(Dataset excerpt)
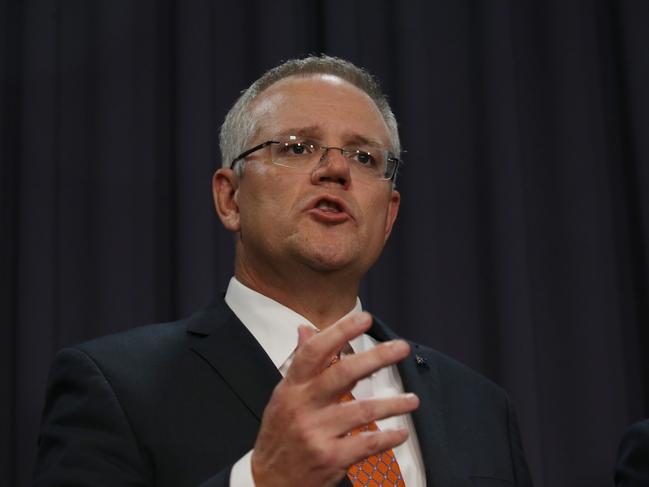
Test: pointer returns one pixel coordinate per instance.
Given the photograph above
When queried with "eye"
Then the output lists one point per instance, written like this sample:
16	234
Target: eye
295	148
364	158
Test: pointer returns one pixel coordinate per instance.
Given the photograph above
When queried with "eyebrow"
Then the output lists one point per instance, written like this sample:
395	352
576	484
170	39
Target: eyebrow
316	132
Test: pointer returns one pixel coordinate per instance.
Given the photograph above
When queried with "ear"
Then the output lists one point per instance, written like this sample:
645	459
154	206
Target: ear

Given request
Give every line of the data above as a JSON list of strings, one string per line, with blank lines omitted. Leave the pictures out of the answer.

In response
[
  "Test: pointer returns one pixel coordinate per instance.",
  "Given the photograph above",
  "When queried with \"eye\"",
  "Then the output lists one point per instance, written like this sample:",
  "16\t234",
  "Target: eye",
  "295\t148",
  "364\t158",
  "Test: pointer returns one pixel coordinate per instance.",
  "Given the photograph above",
  "When queried with \"eyebrow\"",
  "Then the output lists one point per instance, written like this sample:",
  "395\t352",
  "576\t484",
  "170\t39",
  "Target: eyebrow",
  "316\t132",
  "Test: pointer returns one pixel coordinate per instance.",
  "Given the photograph above",
  "When queried with \"ear\"",
  "Then the output lists one point per instance, written like this sample:",
  "645\t459",
  "154\t206",
  "Target: ear"
]